RECORDS FOR THIS TASK START
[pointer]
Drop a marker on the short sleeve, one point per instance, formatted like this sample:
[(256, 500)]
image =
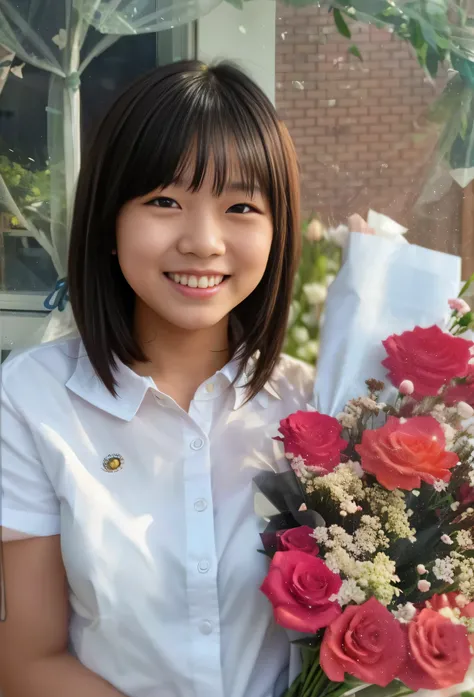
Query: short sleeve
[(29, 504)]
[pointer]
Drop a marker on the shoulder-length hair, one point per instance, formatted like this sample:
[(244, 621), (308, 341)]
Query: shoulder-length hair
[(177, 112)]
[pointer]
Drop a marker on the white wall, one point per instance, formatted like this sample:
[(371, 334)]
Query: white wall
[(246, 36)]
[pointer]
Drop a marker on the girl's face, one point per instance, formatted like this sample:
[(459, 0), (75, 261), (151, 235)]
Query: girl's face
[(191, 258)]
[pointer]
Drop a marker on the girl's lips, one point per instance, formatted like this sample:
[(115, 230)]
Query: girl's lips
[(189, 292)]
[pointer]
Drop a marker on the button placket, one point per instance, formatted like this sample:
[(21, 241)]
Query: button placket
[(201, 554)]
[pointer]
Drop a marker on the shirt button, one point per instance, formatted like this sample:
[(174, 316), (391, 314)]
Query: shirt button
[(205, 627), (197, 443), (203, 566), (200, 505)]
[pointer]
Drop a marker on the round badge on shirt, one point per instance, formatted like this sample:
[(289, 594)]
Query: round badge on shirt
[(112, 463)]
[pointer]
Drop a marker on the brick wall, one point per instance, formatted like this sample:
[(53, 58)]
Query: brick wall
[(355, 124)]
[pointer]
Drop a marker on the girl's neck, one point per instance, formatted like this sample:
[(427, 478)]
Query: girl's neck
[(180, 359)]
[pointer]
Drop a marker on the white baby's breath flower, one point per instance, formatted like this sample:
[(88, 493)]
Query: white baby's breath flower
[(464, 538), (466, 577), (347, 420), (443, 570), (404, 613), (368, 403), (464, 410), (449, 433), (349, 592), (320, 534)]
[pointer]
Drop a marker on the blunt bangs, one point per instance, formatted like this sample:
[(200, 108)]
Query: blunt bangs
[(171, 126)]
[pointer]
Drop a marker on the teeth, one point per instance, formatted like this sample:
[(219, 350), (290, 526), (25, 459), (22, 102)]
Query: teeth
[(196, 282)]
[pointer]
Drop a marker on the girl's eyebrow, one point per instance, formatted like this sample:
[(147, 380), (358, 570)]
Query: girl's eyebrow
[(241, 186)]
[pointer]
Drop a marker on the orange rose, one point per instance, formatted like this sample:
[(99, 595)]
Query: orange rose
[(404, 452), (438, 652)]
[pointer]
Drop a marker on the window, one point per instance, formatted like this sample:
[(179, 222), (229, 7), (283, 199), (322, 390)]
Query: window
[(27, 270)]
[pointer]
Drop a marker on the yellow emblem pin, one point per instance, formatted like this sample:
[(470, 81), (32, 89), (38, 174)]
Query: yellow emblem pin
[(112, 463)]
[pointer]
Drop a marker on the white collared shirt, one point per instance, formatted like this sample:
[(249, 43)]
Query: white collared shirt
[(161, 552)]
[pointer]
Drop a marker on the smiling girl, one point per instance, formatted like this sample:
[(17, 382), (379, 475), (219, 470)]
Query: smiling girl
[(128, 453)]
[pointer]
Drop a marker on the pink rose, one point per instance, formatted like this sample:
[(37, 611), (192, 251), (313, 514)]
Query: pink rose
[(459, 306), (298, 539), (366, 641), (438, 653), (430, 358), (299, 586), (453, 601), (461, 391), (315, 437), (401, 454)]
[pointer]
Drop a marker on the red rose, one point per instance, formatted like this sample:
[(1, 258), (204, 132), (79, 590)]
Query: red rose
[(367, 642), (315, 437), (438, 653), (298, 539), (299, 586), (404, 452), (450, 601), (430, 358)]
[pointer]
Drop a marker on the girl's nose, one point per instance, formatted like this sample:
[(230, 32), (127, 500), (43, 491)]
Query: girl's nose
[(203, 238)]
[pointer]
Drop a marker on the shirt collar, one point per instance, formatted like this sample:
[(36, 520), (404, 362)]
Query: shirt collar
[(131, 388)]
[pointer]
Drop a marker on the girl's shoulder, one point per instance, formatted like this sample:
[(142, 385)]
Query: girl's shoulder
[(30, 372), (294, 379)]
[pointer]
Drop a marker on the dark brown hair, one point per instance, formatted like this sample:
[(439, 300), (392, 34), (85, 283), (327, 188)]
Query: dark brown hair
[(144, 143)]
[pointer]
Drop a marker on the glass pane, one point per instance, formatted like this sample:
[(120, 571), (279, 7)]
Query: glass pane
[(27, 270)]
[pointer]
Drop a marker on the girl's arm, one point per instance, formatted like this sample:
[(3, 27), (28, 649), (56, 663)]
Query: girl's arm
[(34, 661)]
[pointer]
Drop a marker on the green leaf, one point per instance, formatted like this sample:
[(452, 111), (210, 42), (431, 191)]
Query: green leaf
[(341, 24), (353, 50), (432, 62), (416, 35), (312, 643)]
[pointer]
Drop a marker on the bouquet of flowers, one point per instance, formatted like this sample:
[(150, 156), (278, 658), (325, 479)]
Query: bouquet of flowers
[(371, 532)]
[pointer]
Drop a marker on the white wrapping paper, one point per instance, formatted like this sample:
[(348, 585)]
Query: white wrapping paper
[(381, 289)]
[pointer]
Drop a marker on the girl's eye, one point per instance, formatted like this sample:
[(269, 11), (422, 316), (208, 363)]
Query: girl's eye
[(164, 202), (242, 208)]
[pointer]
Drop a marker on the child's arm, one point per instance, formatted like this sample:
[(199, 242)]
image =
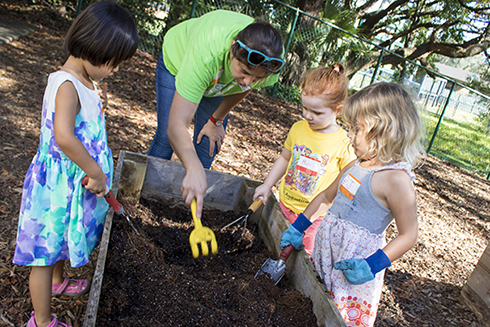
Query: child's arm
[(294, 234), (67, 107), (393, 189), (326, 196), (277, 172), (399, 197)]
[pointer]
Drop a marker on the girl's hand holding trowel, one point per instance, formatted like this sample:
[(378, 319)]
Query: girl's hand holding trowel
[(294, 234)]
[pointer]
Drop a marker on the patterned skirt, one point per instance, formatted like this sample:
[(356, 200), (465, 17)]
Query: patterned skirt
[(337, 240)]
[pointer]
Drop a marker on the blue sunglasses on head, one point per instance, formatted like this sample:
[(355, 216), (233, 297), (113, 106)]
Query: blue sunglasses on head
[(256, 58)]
RECORDS FOR THIS TASK END
RECORDS FOR THIS TASK START
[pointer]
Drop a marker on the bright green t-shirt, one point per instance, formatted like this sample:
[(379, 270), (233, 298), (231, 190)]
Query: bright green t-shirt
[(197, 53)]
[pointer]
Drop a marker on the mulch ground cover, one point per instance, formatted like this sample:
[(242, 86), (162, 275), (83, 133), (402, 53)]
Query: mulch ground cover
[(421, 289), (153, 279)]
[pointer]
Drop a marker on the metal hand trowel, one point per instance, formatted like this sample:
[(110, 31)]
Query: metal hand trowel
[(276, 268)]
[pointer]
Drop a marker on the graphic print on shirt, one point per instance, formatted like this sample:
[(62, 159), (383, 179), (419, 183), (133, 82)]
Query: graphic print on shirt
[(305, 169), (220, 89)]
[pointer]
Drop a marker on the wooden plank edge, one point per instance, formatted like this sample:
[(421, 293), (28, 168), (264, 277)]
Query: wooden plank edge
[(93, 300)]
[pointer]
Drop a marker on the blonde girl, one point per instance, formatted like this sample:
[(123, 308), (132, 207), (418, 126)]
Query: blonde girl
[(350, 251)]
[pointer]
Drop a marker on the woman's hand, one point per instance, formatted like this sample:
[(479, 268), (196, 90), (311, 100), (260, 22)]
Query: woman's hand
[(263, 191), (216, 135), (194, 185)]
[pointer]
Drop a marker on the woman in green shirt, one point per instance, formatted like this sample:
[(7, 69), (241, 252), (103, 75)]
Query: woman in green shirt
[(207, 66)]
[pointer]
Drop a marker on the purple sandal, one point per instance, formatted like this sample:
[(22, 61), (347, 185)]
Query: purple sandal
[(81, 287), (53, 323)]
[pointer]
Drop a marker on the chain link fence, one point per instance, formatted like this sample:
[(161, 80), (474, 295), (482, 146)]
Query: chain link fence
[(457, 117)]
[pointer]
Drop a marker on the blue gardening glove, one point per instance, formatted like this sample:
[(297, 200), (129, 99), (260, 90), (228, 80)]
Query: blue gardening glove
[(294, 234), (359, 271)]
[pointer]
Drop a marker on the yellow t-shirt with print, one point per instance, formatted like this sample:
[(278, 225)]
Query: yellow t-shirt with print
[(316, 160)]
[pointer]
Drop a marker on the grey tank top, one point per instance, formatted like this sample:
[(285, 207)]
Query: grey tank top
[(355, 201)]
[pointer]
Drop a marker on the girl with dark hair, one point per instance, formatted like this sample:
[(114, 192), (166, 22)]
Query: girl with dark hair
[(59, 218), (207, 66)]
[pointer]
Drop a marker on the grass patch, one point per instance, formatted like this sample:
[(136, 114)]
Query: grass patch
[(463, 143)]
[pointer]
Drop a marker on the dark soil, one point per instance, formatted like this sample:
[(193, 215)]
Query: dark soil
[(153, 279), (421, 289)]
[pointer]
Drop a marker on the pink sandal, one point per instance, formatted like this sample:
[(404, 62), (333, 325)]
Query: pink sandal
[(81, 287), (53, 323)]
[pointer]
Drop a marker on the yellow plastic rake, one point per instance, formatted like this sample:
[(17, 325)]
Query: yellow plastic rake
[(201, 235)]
RECORDS FOR THIS TASK END
RECORDS FOR THIS TASK START
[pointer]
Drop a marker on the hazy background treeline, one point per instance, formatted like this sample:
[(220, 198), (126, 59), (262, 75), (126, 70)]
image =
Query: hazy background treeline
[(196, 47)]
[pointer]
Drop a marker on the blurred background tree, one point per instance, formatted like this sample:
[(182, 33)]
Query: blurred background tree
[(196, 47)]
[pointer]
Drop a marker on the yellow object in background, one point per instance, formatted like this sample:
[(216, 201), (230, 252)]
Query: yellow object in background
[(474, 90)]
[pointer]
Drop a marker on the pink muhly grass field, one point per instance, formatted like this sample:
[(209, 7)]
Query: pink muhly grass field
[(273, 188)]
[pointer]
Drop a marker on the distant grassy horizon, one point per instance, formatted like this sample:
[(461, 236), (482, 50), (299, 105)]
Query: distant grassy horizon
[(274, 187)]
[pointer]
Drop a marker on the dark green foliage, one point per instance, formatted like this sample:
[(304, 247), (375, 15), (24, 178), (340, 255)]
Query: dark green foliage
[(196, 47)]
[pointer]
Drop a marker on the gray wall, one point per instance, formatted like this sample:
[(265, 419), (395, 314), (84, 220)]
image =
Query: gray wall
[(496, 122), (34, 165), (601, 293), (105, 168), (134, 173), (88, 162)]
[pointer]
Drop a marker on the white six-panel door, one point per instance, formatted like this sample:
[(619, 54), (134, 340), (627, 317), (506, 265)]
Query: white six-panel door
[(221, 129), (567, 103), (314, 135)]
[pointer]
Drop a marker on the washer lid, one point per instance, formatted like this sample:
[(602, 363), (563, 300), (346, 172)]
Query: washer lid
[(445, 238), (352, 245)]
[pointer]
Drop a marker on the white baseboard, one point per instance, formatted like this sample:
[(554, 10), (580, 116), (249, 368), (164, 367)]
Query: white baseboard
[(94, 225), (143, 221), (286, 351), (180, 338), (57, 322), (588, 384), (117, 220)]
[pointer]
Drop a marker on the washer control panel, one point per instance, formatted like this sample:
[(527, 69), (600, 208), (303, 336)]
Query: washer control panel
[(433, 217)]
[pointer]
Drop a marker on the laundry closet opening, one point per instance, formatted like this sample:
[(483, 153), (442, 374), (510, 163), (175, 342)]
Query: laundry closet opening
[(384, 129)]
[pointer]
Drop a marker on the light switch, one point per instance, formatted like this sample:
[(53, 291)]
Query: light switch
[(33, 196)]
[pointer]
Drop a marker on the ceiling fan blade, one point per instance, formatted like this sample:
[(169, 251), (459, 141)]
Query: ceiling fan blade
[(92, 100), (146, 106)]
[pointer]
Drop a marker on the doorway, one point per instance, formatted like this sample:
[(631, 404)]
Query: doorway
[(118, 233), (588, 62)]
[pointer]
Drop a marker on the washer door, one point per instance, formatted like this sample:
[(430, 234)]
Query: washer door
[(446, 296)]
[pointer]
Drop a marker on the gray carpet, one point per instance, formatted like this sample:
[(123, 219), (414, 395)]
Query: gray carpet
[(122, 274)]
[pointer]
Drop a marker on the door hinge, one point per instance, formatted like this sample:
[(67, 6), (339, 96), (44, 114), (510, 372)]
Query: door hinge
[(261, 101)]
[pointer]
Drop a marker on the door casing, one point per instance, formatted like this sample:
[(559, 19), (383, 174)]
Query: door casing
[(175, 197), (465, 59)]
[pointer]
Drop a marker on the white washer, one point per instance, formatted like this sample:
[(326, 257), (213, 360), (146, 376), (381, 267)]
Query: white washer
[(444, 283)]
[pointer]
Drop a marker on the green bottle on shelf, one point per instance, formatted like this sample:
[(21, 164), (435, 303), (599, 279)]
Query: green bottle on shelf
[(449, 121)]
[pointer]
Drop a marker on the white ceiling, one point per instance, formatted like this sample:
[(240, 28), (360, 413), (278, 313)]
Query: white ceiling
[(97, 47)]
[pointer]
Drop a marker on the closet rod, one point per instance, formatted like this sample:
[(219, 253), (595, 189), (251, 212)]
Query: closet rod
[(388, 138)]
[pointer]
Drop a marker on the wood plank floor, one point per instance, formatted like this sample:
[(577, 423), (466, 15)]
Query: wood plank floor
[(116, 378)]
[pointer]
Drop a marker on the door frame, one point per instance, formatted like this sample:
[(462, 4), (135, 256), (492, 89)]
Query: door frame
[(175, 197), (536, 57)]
RECORDS FOR THIS TASK END
▶ _PROBLEM REQUIREMENTS_:
Which lines above run from the one containing "Drop a marker on the distant" down to the one containing "[(304, 247), (375, 15), (24, 178), (340, 255)]"? Repeat exactly those, both ends included, and nothing else.

▶ _SOLUTION TO THIS EXERCISE_:
Drop a marker on the distant grassy horizon, one point per instance, formatted like this sample:
[(461, 236), (482, 50), (299, 105)]
Query: distant grassy horizon
[(274, 187)]
[pointer]
Drop a marker on the dark green foliage, one point per instance, formatted like this sample:
[(304, 247), (375, 15), (24, 178), (340, 255)]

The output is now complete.